◆ YOUR OBJECTIVE: Swap every "skin" for "neck" in the lines running from the one containing "skin in the photo above." through the end of the material, both ends included, and write out only those lines with nothing else altered.
# start of SUPPLIED RECORDS
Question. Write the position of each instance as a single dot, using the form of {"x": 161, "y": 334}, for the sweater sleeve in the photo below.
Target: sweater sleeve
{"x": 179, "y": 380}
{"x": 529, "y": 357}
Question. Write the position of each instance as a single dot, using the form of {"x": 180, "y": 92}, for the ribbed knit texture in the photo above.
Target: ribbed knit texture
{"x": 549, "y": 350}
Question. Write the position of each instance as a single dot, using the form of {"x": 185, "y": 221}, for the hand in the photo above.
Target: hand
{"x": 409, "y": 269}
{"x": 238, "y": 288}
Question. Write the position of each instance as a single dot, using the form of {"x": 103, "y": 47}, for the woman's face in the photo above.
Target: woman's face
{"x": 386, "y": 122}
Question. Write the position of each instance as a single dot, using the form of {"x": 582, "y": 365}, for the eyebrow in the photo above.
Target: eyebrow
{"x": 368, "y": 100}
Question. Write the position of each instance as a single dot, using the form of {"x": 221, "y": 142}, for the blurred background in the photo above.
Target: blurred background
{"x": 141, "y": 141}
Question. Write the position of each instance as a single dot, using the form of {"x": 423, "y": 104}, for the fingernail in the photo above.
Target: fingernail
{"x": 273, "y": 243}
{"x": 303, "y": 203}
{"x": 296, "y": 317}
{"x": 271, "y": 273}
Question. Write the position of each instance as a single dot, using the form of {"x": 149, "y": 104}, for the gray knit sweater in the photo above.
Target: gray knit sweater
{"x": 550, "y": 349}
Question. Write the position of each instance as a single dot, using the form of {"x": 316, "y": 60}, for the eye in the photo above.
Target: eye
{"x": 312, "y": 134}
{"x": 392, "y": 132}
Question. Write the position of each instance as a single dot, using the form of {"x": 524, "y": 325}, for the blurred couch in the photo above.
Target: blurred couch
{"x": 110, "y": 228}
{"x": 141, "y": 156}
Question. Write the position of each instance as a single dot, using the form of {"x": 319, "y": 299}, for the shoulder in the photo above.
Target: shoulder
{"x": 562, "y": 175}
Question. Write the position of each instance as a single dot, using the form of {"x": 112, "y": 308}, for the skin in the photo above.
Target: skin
# end of SUPPLIED RECORDS
◆ ANSWER TO THE EXERCISE:
Question. Write the position of each instance as a single dot, using the form of {"x": 112, "y": 308}, for the neck in the photo above.
Target: neck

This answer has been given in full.